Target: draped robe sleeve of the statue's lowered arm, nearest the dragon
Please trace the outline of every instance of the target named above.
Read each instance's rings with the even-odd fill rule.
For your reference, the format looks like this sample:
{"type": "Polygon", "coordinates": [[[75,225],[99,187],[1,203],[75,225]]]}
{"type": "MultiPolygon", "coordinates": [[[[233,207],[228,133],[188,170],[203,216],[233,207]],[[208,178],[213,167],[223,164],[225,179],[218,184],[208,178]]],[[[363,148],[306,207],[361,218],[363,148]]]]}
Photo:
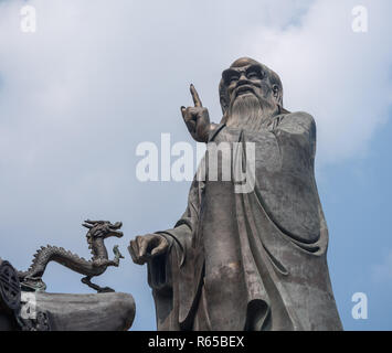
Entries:
{"type": "Polygon", "coordinates": [[[203,188],[204,182],[195,178],[182,217],[173,228],[156,232],[170,244],[166,254],[148,261],[148,284],[152,288],[160,331],[179,330],[192,311],[199,286],[198,277],[203,267],[195,239],[203,188]]]}

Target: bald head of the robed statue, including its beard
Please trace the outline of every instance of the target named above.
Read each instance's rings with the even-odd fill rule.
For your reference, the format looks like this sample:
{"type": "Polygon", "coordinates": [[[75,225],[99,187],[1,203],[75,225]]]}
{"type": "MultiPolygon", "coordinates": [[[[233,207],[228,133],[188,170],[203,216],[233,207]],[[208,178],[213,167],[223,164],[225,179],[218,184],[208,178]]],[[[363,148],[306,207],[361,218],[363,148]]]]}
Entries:
{"type": "MultiPolygon", "coordinates": [[[[222,73],[220,100],[224,117],[263,116],[283,111],[283,87],[279,76],[250,57],[236,60],[222,73]],[[257,113],[257,111],[258,113],[257,113]]],[[[256,117],[253,117],[256,119],[256,117]]],[[[258,119],[258,120],[259,120],[258,119]]]]}

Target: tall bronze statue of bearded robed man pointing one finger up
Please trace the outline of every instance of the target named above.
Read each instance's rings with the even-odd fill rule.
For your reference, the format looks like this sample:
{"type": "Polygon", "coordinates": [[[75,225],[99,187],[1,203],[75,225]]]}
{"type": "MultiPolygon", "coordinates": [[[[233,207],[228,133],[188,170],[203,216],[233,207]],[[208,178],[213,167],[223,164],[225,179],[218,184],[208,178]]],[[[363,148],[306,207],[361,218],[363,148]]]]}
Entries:
{"type": "MultiPolygon", "coordinates": [[[[181,107],[182,117],[208,147],[229,142],[234,153],[254,143],[254,188],[236,192],[223,168],[209,180],[208,164],[174,227],[130,242],[134,263],[148,265],[158,330],[342,330],[314,173],[314,118],[284,109],[279,76],[252,58],[225,69],[219,92],[219,125],[192,85],[194,107],[181,107]]],[[[203,165],[210,157],[208,148],[203,165]]]]}

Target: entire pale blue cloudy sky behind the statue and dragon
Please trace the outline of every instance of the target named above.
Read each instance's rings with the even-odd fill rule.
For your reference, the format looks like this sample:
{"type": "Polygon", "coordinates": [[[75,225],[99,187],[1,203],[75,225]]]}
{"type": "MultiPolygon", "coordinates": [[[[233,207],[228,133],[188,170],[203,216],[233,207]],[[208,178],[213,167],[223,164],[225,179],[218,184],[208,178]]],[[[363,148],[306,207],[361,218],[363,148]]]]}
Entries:
{"type": "MultiPolygon", "coordinates": [[[[123,221],[118,269],[97,279],[134,295],[133,330],[153,330],[146,268],[126,247],[170,228],[189,183],[135,176],[136,147],[192,142],[180,106],[193,83],[221,119],[222,71],[252,56],[282,77],[289,110],[317,122],[317,182],[330,233],[330,275],[347,330],[391,330],[392,33],[388,0],[363,0],[369,31],[353,33],[353,0],[0,2],[0,256],[30,265],[41,245],[88,257],[81,223],[123,221]],[[20,9],[36,9],[36,32],[20,31],[20,9]],[[351,317],[364,292],[368,320],[351,317]]],[[[117,240],[117,239],[116,239],[117,240]]],[[[89,292],[53,264],[49,291],[89,292]]]]}

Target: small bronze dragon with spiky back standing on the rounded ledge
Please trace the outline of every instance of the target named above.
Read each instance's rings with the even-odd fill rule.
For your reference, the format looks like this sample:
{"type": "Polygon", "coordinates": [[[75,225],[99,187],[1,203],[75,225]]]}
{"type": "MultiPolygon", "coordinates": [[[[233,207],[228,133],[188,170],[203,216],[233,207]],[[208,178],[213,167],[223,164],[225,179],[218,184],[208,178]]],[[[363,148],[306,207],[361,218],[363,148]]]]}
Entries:
{"type": "Polygon", "coordinates": [[[99,287],[91,281],[93,277],[99,276],[105,272],[109,266],[118,267],[119,259],[124,258],[118,250],[118,245],[115,245],[113,253],[115,258],[108,259],[105,239],[108,237],[123,237],[123,232],[118,229],[123,226],[121,222],[112,224],[108,221],[85,221],[82,224],[88,228],[86,234],[88,248],[92,250],[93,257],[86,260],[71,252],[65,250],[62,247],[47,245],[41,247],[34,255],[33,261],[27,271],[19,271],[18,277],[23,290],[30,291],[44,291],[46,285],[42,280],[42,276],[46,269],[46,266],[51,261],[56,261],[73,271],[76,271],[86,277],[82,278],[82,282],[88,287],[95,289],[97,292],[114,291],[109,287],[99,287]]]}

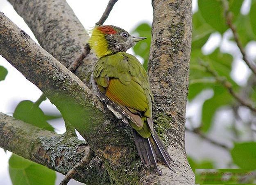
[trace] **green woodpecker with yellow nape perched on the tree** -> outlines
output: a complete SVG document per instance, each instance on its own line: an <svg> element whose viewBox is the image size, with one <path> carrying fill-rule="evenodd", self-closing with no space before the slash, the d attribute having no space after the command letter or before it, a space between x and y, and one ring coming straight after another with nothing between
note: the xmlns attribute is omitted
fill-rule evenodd
<svg viewBox="0 0 256 185"><path fill-rule="evenodd" d="M146 37L131 36L113 25L97 25L88 40L98 60L93 68L91 84L96 95L116 117L130 124L141 161L153 165L161 175L157 157L174 172L161 139L153 128L149 77L138 59L126 53Z"/></svg>

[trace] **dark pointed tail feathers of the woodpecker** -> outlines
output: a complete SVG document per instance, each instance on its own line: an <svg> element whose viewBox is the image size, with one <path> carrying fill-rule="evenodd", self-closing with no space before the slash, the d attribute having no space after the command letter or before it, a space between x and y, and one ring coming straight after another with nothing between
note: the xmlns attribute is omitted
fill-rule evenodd
<svg viewBox="0 0 256 185"><path fill-rule="evenodd" d="M162 141L160 140L154 129L151 133L151 136L148 138L141 137L140 134L138 134L138 132L134 130L134 139L138 153L140 155L140 159L145 165L148 166L153 164L155 169L159 172L159 174L161 174L157 166L157 156L159 157L159 159L161 159L161 161L165 163L168 168L170 168L170 170L175 172L170 166L172 159L170 158Z"/></svg>

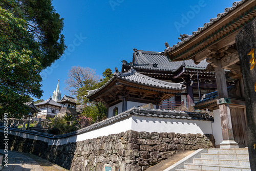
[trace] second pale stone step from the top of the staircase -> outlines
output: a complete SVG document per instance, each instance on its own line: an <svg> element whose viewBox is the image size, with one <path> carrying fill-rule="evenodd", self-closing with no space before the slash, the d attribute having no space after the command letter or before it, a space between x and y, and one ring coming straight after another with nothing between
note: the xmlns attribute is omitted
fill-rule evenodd
<svg viewBox="0 0 256 171"><path fill-rule="evenodd" d="M244 154L208 154L201 153L201 158L204 159L240 159L240 160L249 160L249 155Z"/></svg>

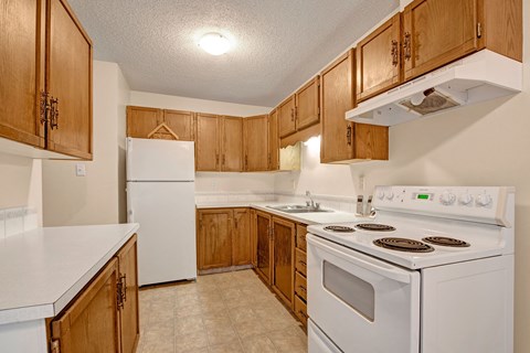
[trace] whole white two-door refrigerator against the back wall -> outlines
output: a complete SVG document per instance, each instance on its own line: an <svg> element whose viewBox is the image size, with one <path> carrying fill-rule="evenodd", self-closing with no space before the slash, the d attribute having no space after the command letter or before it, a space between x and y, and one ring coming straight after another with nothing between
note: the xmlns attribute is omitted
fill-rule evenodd
<svg viewBox="0 0 530 353"><path fill-rule="evenodd" d="M194 179L194 142L127 138L140 286L197 278Z"/></svg>

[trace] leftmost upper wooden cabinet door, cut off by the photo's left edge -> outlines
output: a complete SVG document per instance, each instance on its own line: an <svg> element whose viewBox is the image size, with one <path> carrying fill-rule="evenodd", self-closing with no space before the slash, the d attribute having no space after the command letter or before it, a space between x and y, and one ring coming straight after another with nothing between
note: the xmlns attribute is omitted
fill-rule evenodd
<svg viewBox="0 0 530 353"><path fill-rule="evenodd" d="M0 137L41 148L44 12L34 0L2 1L0 11Z"/></svg>

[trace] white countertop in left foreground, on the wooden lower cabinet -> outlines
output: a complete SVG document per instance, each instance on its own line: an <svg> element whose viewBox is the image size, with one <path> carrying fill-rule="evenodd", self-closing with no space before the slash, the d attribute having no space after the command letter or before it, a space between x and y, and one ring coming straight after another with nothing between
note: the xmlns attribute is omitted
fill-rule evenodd
<svg viewBox="0 0 530 353"><path fill-rule="evenodd" d="M0 324L59 314L138 227L46 227L0 240Z"/></svg>

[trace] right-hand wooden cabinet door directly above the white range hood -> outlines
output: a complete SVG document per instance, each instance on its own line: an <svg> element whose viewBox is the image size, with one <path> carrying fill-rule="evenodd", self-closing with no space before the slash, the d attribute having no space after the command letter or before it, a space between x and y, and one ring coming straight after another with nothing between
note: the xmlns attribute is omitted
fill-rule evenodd
<svg viewBox="0 0 530 353"><path fill-rule="evenodd" d="M477 0L416 0L403 12L405 79L478 49Z"/></svg>

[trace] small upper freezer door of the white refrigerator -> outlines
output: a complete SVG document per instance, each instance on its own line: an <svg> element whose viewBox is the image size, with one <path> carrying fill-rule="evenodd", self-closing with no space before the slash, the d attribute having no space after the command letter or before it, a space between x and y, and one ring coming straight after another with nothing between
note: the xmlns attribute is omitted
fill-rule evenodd
<svg viewBox="0 0 530 353"><path fill-rule="evenodd" d="M193 141L127 138L127 181L193 181Z"/></svg>

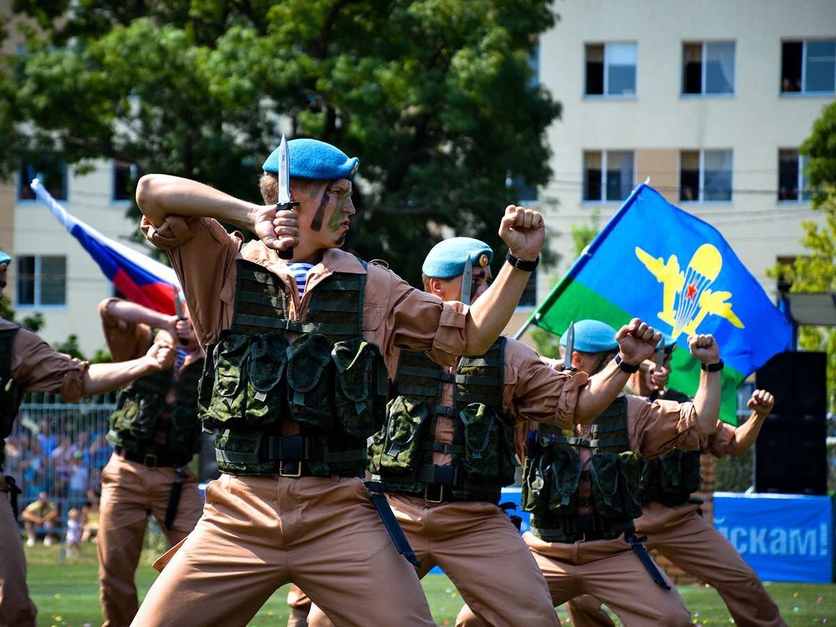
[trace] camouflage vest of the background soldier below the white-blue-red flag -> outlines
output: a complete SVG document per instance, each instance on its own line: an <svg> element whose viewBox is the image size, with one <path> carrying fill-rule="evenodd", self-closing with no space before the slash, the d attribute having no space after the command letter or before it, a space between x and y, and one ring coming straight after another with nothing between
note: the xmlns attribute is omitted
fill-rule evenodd
<svg viewBox="0 0 836 627"><path fill-rule="evenodd" d="M203 359L196 359L177 380L174 368L134 380L116 400L107 439L135 455L155 455L160 466L188 463L200 451L197 386L202 370ZM172 387L175 400L169 403L166 396ZM168 424L161 424L166 416Z"/></svg>

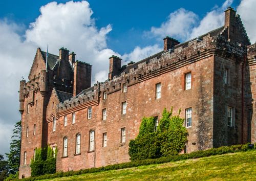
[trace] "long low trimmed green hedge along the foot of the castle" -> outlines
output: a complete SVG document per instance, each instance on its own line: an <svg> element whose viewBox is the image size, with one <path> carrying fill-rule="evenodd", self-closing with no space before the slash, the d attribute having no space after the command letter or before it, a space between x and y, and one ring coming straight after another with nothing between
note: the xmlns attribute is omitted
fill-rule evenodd
<svg viewBox="0 0 256 181"><path fill-rule="evenodd" d="M126 163L122 163L122 164L108 165L108 166L99 167L99 168L82 169L82 170L78 170L78 171L57 172L54 174L47 174L47 175L41 175L41 176L37 176L37 177L24 178L22 180L49 179L49 178L57 178L57 177L63 177L63 176L80 175L80 174L84 174L84 173L95 173L95 172L108 171L108 170L117 170L117 169L123 169L123 168L138 167L138 166L142 166L142 165L163 164L163 163L167 163L167 162L175 162L175 161L186 160L186 159L197 159L197 158L205 157L205 156L248 151L248 150L256 148L256 143L254 144L254 148L249 147L248 145L249 145L249 143L245 144L245 145L223 146L223 147L219 147L219 148L211 148L208 150L195 151L195 152L191 152L191 153L179 154L179 155L168 156L168 157L161 157L159 159L147 159L147 160L141 160L141 161L135 161L135 162L126 162Z"/></svg>

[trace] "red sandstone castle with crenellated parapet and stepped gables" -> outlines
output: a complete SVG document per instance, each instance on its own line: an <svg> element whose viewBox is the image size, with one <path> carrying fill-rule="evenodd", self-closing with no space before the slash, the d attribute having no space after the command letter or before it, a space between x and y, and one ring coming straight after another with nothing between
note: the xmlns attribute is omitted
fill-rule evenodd
<svg viewBox="0 0 256 181"><path fill-rule="evenodd" d="M254 22L252 22L254 23ZM183 152L256 142L256 44L239 15L190 41L165 37L163 51L121 66L110 57L109 77L91 86L92 65L75 53L37 49L29 81L20 81L22 147L19 178L29 177L35 148L58 147L56 171L129 161L129 141L141 119L181 108L189 133Z"/></svg>

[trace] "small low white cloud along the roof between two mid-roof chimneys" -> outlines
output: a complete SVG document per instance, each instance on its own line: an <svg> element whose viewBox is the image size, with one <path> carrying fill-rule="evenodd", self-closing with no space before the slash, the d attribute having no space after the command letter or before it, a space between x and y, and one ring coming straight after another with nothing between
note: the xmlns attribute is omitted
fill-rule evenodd
<svg viewBox="0 0 256 181"><path fill-rule="evenodd" d="M124 62L137 62L139 60L142 60L143 58L151 56L160 51L162 51L162 48L160 48L157 44L155 44L154 46L147 46L144 48L136 47L131 53L124 54L122 56L122 59Z"/></svg>

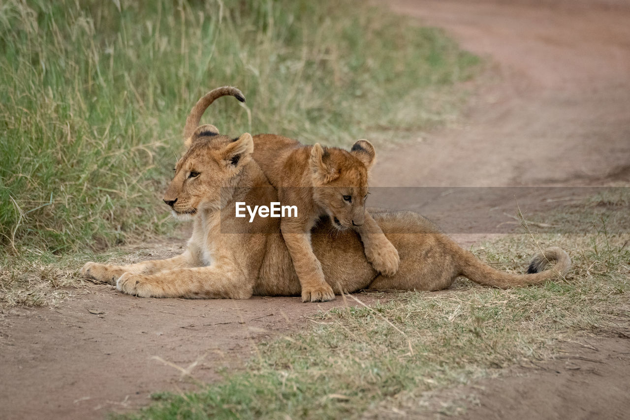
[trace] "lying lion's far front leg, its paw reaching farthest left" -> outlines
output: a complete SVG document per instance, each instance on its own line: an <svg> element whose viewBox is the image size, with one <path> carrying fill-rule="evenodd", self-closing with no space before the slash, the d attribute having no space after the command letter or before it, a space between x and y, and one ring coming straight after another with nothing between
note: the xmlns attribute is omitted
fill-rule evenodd
<svg viewBox="0 0 630 420"><path fill-rule="evenodd" d="M109 285L116 285L116 281L125 273L135 274L154 274L159 271L173 270L175 268L184 268L190 266L186 254L176 256L169 259L154 259L151 261L143 261L137 264L127 264L124 266L115 266L110 264L100 264L89 262L84 264L79 273L85 278L93 278Z"/></svg>

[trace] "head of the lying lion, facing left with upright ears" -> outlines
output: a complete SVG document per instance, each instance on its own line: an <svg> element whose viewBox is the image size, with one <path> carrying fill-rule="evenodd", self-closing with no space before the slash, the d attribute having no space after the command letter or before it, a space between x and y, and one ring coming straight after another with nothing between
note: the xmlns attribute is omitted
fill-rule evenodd
<svg viewBox="0 0 630 420"><path fill-rule="evenodd" d="M236 186L254 150L249 133L231 139L220 135L214 125L198 127L185 144L188 150L177 162L164 194L164 203L178 219L188 219L200 210L219 210L221 188Z"/></svg>

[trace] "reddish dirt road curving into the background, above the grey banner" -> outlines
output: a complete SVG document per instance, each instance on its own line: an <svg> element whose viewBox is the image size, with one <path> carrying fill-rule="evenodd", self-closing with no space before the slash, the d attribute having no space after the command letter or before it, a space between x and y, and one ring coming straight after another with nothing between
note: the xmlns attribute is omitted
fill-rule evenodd
<svg viewBox="0 0 630 420"><path fill-rule="evenodd" d="M424 142L403 147L404 153L381 154L375 184L589 185L630 179L626 1L391 4L445 28L462 48L496 65L458 127L428 133ZM396 171L401 166L413 171Z"/></svg>

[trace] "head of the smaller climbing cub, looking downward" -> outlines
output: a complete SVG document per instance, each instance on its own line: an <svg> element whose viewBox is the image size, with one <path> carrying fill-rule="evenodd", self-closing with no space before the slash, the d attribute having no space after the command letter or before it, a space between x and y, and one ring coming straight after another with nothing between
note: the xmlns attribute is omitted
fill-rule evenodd
<svg viewBox="0 0 630 420"><path fill-rule="evenodd" d="M368 173L375 160L376 152L367 140L358 140L350 152L319 143L312 147L313 199L337 229L364 224Z"/></svg>

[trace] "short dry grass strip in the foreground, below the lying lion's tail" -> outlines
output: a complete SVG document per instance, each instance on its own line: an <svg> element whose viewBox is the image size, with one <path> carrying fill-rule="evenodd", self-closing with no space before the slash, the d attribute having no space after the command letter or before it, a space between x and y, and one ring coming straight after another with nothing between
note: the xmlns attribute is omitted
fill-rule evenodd
<svg viewBox="0 0 630 420"><path fill-rule="evenodd" d="M555 213L563 209L547 216ZM497 290L460 280L445 292L391 293L369 309L330 310L307 331L258 344L245 372L201 392L156 394L153 406L121 418L352 419L409 407L421 414L424 392L440 395L501 368L545 360L559 340L621 331L630 321L629 242L630 234L602 230L483 244L473 251L501 270L522 273L547 246L563 247L573 268L566 281L539 287Z"/></svg>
=-=-=-=-=
■ What to produce ■
The answer must consist of each line from the data that includes the string "castle".

■ Written response ■
[trace] "long low trimmed green hedge along the foot of the castle" -> outlines
[trace] "red sandstone castle with crenellated parapet and stepped gables" -> outlines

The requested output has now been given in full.